TASKS TO PERFORM =
**A.** Reproduce verbatim the stretch of the archetypes passage from "Treatment: To dismantle" through "of project prioritization.".
**B.** Please carry on the passage about organizational archetypes, starting right after its final sentence.

SELECTED EXTRACT =
= = = = =
Treatment: To dismantle this archetype, organizations must identify and isolate root cause issues from symptoms. Discipline is critical to stabilize, prioritize, and optimize projects within constraints, while root causes are addressed. In the case of the consumer brand, the root cause was a lack of consumer centricity, exacerbated by excessive decision-makers (8) and a lack of project prioritization.
Archetype Two: Shifted Burden
Situation: At a software technology company multiple sources confidentially shared concerns with HR regarding product quality and a growing backlog of bugs and defects (technical debt). Tech debt was near 18,000 and worsening. Evidence suggested ‘tech debt’ was affecting customer willingness to invest in additional products, including an email from a client’s Chief Medical Officer to the company CEO informing him the client was going back to pen and paper for documentation because product quality was so poor.
= = = = =
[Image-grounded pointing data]
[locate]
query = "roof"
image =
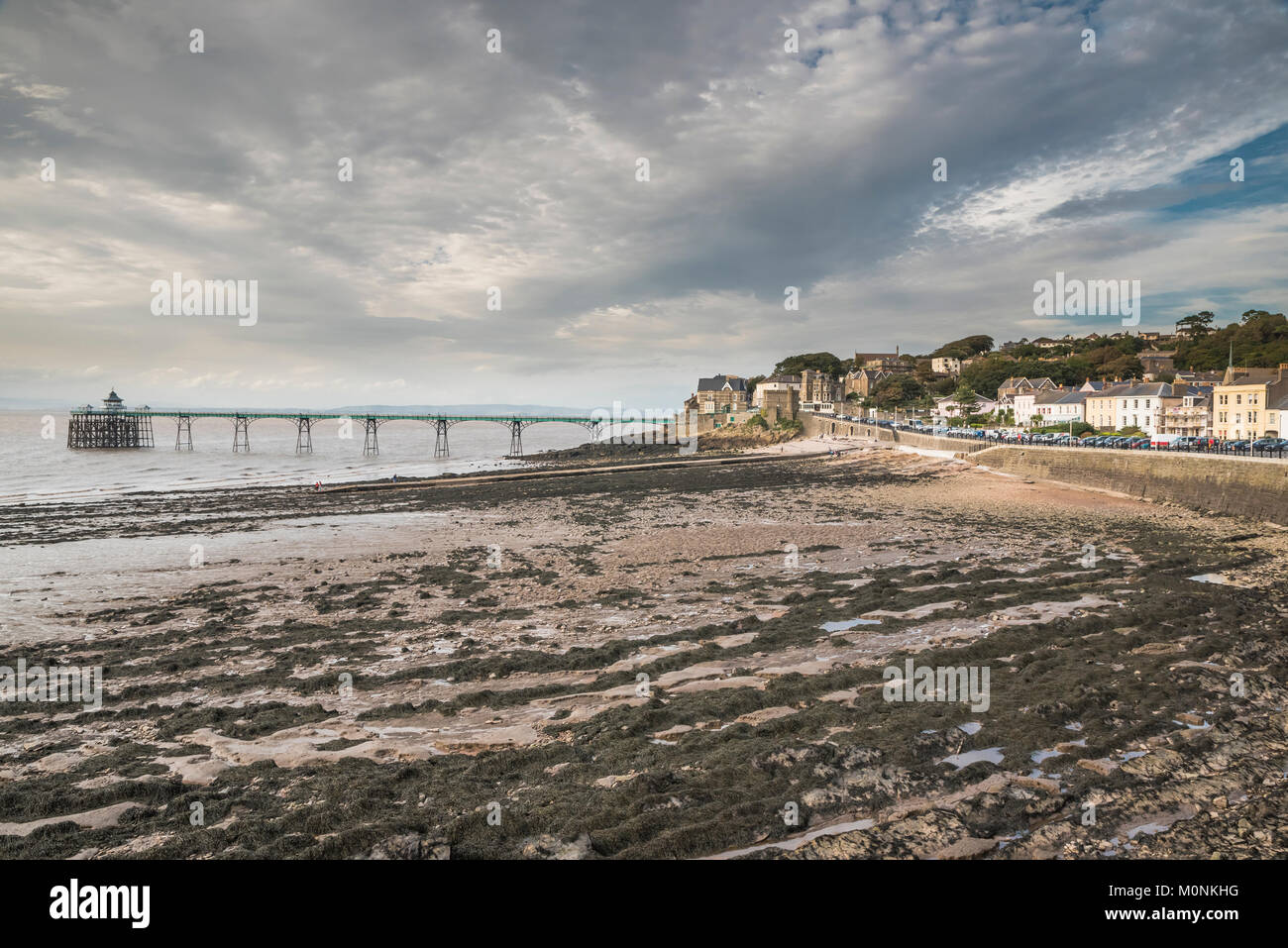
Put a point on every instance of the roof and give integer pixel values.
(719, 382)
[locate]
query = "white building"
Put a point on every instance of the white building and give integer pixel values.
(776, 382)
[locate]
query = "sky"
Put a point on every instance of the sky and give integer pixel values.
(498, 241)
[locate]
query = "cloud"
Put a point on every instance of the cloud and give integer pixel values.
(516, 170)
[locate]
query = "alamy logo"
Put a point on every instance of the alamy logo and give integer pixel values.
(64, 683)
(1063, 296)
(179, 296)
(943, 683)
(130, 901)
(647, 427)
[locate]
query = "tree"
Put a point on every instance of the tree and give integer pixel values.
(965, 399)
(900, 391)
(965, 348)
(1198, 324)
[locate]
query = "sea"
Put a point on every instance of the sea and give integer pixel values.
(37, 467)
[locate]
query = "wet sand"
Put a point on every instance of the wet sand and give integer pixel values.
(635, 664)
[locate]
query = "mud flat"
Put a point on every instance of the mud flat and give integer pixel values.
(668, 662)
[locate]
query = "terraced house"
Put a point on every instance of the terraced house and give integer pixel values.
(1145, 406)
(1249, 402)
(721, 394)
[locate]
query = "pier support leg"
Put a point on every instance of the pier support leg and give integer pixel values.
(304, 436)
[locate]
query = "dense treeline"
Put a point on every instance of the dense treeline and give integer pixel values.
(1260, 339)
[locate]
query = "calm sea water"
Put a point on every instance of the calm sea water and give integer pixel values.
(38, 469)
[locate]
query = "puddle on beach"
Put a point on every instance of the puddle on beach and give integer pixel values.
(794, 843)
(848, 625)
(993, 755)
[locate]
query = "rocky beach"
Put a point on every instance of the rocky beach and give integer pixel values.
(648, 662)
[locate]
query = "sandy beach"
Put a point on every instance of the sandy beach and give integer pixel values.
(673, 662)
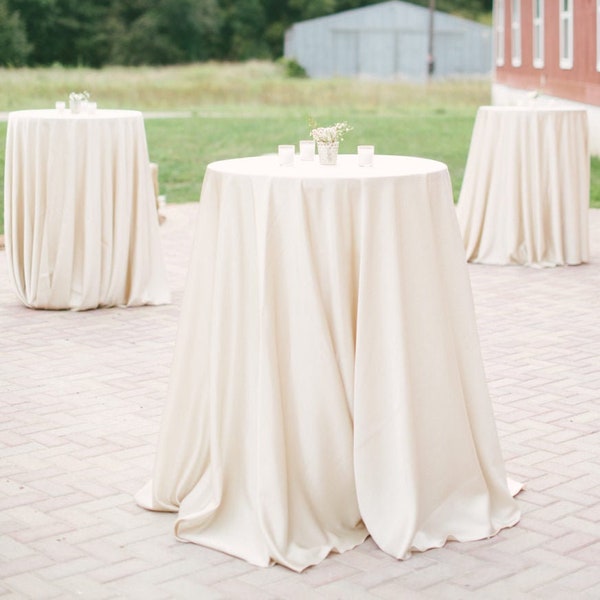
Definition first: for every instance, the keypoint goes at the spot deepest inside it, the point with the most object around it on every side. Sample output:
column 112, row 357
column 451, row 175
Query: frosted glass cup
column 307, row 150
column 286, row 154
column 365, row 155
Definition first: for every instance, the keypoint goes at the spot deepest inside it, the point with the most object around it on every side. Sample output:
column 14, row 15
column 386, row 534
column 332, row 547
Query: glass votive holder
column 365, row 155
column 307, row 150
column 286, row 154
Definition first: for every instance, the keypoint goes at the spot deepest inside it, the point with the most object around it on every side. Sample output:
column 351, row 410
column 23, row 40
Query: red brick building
= = = = =
ANSWERS TO THIS EXERCISE =
**A.**
Treatment: To dismantle this archetype, organizations must identify and isolate root cause issues from symptoms. Discipline is critical to stabilize, prioritize, and optimize projects within constraints, while root causes are addressed. In the case of the consumer brand, the root cause was a lack of consumer centricity, exacerbated by excessive decision-makers (8) and a lack of project prioritization.

**B.**
To remediate this, HR was pressured to accelerate the hiring of developers and testers, resulting in 157 new hires and a payroll increase of $15M within 6 months. OD was directed to analyze the quality situation and provide recommendations.
Diagnosis: With the Shifted Burden archetype - the quiet handmaiden of others - an organization attempts to solve a ‘problem’ by developing solutions for the symptoms. The human tendency is to assume the proximity of cause and effect. In fact, cause and effect often do not co-exist in time and space (non-spaciotemporality). Accordingly, the focus is shifted to addressing known symptoms. The trap is sprung. The burden is now shifted from the problem and its originator to symptoms and those who own experience them.
The genesis of poor product quality and high-tech debt had nothing to do with engineers and testers. It was Sales who were incentivized to do “as much as you can, as fast as you can.” Accordingly, Sales sold product functionality and customization that did not exist with unrealistic delivery times. Quality was sacrificed to meet release dates. The hiring of additional engineers unbalanced the developer-to-tester ratio, overwhelming testers. The product was insufficiently or not tested at all, leading to implementation problems and increasing backlog. Poor quality and customer dissatisfaction were never the problems but rather the indicators that a problem existed.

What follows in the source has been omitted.